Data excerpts
= = = =
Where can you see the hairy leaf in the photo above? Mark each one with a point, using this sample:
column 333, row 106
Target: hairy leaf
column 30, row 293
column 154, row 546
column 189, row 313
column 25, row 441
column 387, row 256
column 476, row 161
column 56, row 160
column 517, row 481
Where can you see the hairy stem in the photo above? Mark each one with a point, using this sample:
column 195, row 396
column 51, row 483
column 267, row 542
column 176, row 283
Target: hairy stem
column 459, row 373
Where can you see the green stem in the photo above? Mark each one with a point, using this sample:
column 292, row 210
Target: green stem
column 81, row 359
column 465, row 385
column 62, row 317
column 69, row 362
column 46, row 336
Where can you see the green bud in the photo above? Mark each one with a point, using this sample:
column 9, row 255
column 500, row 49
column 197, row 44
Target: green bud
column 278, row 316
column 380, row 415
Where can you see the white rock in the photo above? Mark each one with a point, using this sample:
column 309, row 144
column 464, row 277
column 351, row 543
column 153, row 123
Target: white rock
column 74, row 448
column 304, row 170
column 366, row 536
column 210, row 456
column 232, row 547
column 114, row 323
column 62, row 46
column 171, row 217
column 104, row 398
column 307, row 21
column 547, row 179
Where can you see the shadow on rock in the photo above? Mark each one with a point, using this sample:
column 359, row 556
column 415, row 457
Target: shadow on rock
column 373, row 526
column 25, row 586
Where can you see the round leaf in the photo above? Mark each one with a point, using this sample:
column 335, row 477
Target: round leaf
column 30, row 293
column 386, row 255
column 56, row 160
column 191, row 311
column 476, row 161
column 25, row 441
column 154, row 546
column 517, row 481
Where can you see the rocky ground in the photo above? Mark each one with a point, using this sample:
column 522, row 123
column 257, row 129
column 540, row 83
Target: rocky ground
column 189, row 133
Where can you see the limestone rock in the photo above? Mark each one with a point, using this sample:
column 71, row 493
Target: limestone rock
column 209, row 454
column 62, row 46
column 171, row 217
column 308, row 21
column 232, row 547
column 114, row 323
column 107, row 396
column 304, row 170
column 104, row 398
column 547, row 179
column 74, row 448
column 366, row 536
= = = =
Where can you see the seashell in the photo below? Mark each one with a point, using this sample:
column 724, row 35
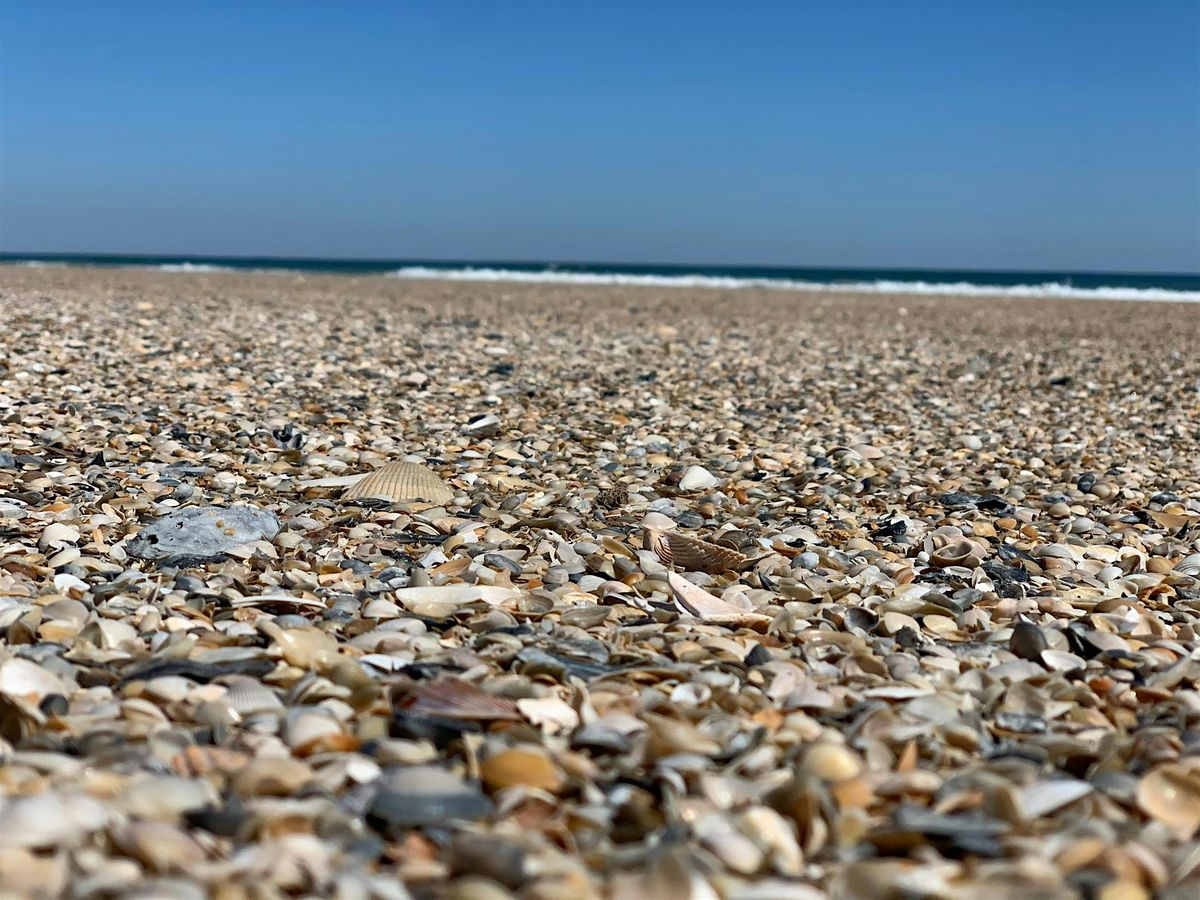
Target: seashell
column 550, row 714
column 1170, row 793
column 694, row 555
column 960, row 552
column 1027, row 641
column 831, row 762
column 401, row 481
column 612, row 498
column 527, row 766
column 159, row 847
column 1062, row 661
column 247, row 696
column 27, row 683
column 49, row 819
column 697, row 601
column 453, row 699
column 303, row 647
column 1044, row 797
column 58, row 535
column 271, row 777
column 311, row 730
= = = =
:: ASSIGNMENT ::
Your task is to retype the entries verbatim, starting with the line that holds "Where can you see the hairy leaf" and stopping after the line that holds "column 197, row 44".

:: OUTPUT OF THE EXERCISE ::
Where can you see the hairy leaf in the photo above? Mark each one with a point, using this sample:
column 333, row 106
Target: hairy leaf
column 30, row 293
column 154, row 546
column 189, row 313
column 25, row 441
column 387, row 256
column 476, row 161
column 56, row 160
column 517, row 481
Where can you see the hairy stem in the photo above? Mark each one with a point, using this sample:
column 195, row 396
column 51, row 483
column 267, row 542
column 176, row 283
Target: hairy stem
column 459, row 373
Where can you see the green stem in the photo above? Mark each one with a point, using this sample:
column 292, row 210
Target: green stem
column 81, row 359
column 465, row 385
column 62, row 317
column 69, row 362
column 46, row 336
Where can you see the green bud in the photo above? Mark each one with a point, using this sample:
column 9, row 255
column 500, row 49
column 197, row 44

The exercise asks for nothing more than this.